Your task - Write out only the tail of the records, beginning at the line containing "Task: annotate the rectangular" and including the last line, exactly as written.

☆ ☆ ☆ ☆ ☆

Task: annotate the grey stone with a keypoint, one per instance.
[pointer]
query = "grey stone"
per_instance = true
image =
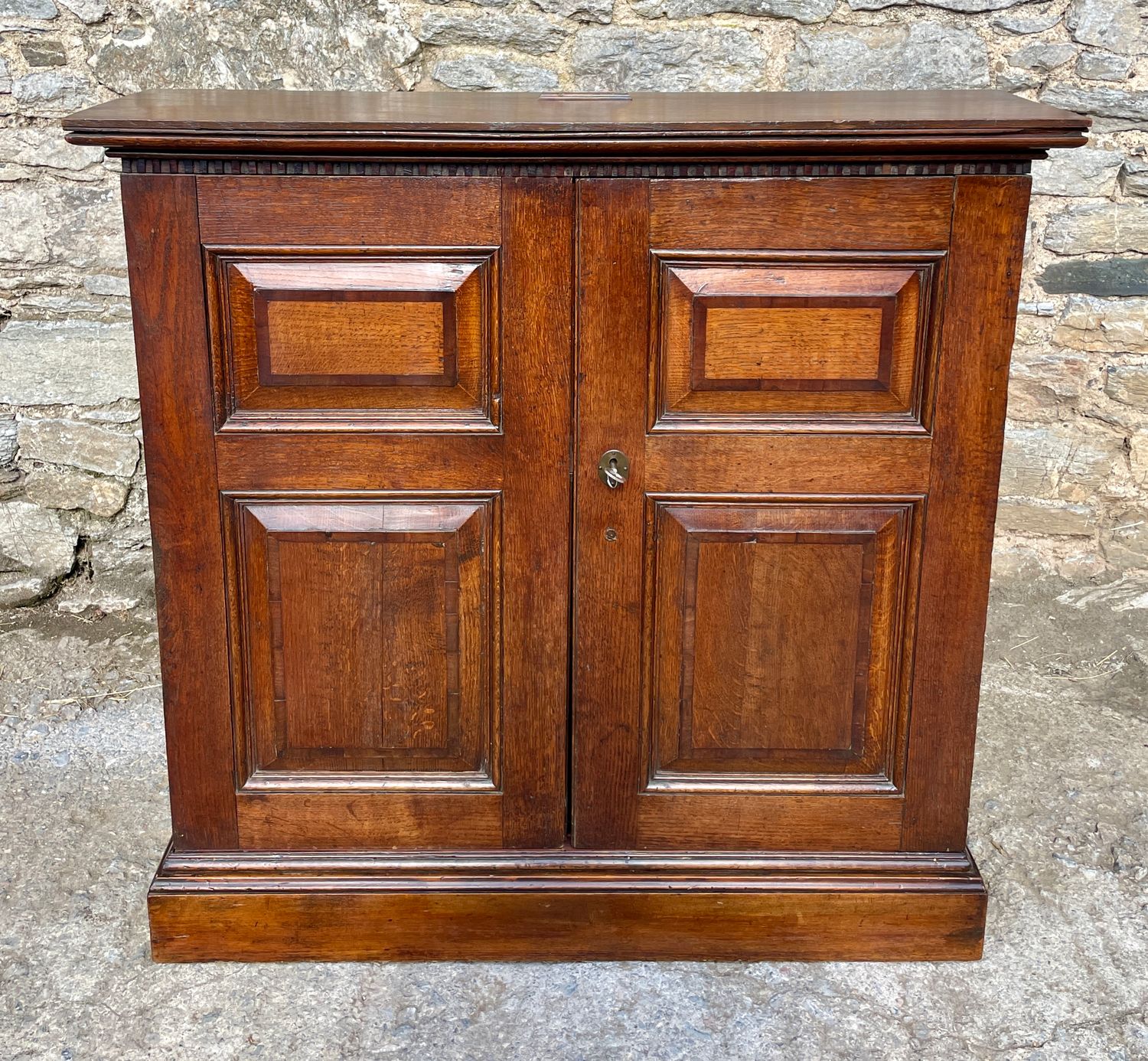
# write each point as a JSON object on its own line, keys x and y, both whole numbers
{"x": 1109, "y": 277}
{"x": 1077, "y": 171}
{"x": 1099, "y": 103}
{"x": 801, "y": 11}
{"x": 44, "y": 53}
{"x": 920, "y": 55}
{"x": 1104, "y": 67}
{"x": 530, "y": 34}
{"x": 1042, "y": 57}
{"x": 36, "y": 146}
{"x": 1023, "y": 23}
{"x": 105, "y": 285}
{"x": 1053, "y": 462}
{"x": 52, "y": 91}
{"x": 339, "y": 44}
{"x": 78, "y": 445}
{"x": 23, "y": 207}
{"x": 43, "y": 9}
{"x": 493, "y": 71}
{"x": 34, "y": 541}
{"x": 89, "y": 11}
{"x": 1031, "y": 516}
{"x": 1106, "y": 227}
{"x": 1127, "y": 384}
{"x": 18, "y": 589}
{"x": 1127, "y": 541}
{"x": 964, "y": 6}
{"x": 67, "y": 364}
{"x": 1134, "y": 177}
{"x": 581, "y": 11}
{"x": 1114, "y": 24}
{"x": 1012, "y": 80}
{"x": 70, "y": 488}
{"x": 7, "y": 440}
{"x": 621, "y": 59}
{"x": 1104, "y": 325}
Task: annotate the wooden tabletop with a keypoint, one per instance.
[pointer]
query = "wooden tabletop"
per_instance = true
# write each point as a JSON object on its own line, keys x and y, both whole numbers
{"x": 569, "y": 124}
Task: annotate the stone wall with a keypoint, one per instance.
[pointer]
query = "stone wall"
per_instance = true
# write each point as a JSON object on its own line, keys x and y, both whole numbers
{"x": 73, "y": 500}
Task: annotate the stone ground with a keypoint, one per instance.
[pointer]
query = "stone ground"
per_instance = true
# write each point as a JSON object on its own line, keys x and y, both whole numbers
{"x": 1060, "y": 827}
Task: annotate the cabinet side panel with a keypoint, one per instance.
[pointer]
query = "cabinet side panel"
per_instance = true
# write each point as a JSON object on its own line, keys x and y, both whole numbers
{"x": 980, "y": 317}
{"x": 171, "y": 349}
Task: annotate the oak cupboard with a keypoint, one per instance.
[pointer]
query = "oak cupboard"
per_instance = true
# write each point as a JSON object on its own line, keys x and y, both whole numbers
{"x": 572, "y": 514}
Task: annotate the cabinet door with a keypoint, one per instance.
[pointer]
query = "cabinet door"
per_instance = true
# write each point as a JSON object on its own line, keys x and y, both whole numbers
{"x": 780, "y": 612}
{"x": 380, "y": 408}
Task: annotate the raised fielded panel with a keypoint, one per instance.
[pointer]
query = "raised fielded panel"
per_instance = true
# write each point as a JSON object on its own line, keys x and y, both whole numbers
{"x": 369, "y": 642}
{"x": 840, "y": 341}
{"x": 780, "y": 643}
{"x": 379, "y": 340}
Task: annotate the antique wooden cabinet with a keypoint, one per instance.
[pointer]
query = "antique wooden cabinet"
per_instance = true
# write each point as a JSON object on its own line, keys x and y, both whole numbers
{"x": 572, "y": 514}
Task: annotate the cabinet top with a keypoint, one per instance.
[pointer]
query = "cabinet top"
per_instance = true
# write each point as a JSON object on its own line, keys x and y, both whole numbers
{"x": 505, "y": 126}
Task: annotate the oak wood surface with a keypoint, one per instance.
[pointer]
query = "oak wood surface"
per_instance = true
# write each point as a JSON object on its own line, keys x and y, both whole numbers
{"x": 980, "y": 314}
{"x": 559, "y": 126}
{"x": 163, "y": 252}
{"x": 434, "y": 690}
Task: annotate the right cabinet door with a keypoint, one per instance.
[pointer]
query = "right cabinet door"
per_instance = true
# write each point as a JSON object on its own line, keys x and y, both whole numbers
{"x": 780, "y": 611}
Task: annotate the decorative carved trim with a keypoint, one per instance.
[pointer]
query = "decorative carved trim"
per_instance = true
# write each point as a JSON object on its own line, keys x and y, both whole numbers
{"x": 314, "y": 168}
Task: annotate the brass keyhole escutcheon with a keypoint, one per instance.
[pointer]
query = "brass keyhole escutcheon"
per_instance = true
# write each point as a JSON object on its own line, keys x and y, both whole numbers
{"x": 613, "y": 468}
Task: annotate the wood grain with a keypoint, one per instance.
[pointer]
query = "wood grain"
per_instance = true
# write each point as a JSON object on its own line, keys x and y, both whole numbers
{"x": 833, "y": 214}
{"x": 987, "y": 247}
{"x": 160, "y": 218}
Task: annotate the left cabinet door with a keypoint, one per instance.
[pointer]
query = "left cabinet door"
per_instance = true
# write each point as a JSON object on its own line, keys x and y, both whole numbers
{"x": 357, "y": 413}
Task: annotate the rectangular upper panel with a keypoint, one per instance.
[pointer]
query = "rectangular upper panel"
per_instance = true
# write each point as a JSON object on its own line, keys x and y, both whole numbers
{"x": 399, "y": 340}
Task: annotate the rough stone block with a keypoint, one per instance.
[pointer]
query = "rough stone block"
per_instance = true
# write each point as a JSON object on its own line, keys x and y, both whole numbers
{"x": 295, "y": 44}
{"x": 7, "y": 439}
{"x": 493, "y": 71}
{"x": 801, "y": 11}
{"x": 580, "y": 11}
{"x": 34, "y": 541}
{"x": 78, "y": 445}
{"x": 1054, "y": 462}
{"x": 1106, "y": 227}
{"x": 89, "y": 11}
{"x": 43, "y": 9}
{"x": 1104, "y": 67}
{"x": 1134, "y": 177}
{"x": 70, "y": 488}
{"x": 1024, "y": 516}
{"x": 620, "y": 59}
{"x": 1042, "y": 57}
{"x": 1104, "y": 324}
{"x": 1107, "y": 277}
{"x": 1099, "y": 103}
{"x": 918, "y": 55}
{"x": 67, "y": 364}
{"x": 530, "y": 34}
{"x": 44, "y": 53}
{"x": 1114, "y": 24}
{"x": 1077, "y": 171}
{"x": 1127, "y": 384}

☆ ☆ ☆ ☆ ☆

The answer -
Task: annotate the rectangular upper panel with a keypoint, one per instance.
[pointer]
query = "rectangular upper panel"
per_instance = true
# write each point as a JSON object on its own line, keys x and y, both whole numbers
{"x": 399, "y": 340}
Task: annotate the rough stone block with a keypoint, one per instance.
[pointer]
query = "rough stone block"
per_instance = true
# write each point as a JSON object on its own line, keys x and y, both whole numbers
{"x": 295, "y": 44}
{"x": 7, "y": 439}
{"x": 493, "y": 71}
{"x": 801, "y": 11}
{"x": 580, "y": 11}
{"x": 34, "y": 541}
{"x": 78, "y": 445}
{"x": 1054, "y": 462}
{"x": 1106, "y": 227}
{"x": 89, "y": 11}
{"x": 43, "y": 9}
{"x": 1104, "y": 67}
{"x": 1134, "y": 177}
{"x": 70, "y": 488}
{"x": 1024, "y": 516}
{"x": 620, "y": 59}
{"x": 1042, "y": 57}
{"x": 1104, "y": 324}
{"x": 1107, "y": 277}
{"x": 1099, "y": 103}
{"x": 918, "y": 55}
{"x": 67, "y": 364}
{"x": 530, "y": 34}
{"x": 44, "y": 53}
{"x": 1114, "y": 24}
{"x": 1077, "y": 171}
{"x": 1127, "y": 384}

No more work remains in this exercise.